* [Problema breve] Cuenta las líneas de los registros siguientes que contienen la cadena "counter", distinguiendo entre mayúsculas y minúsculas. Indica solo el número.

* [Lista de registros]
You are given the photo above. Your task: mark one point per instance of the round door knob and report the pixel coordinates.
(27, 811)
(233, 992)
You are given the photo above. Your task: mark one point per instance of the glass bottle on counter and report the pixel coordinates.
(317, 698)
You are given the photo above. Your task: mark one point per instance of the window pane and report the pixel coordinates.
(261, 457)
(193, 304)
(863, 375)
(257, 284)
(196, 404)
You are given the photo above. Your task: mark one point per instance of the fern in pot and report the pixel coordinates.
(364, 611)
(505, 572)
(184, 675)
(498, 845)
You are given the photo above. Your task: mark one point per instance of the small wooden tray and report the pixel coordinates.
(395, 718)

==

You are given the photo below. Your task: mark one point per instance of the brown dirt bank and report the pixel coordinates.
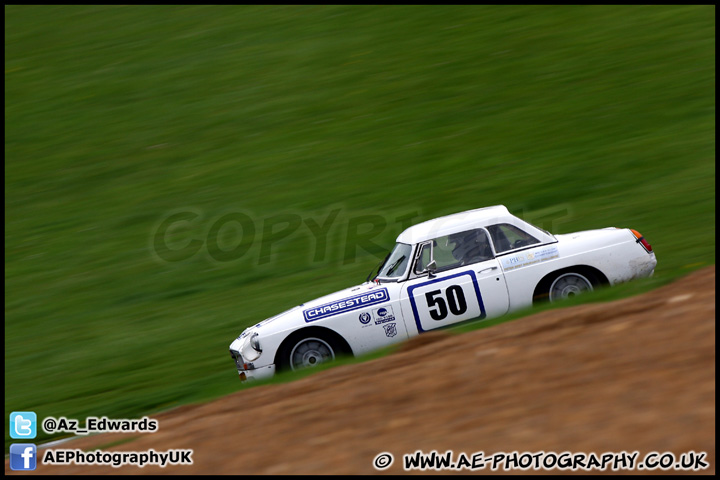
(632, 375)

* [Solución escrita] 1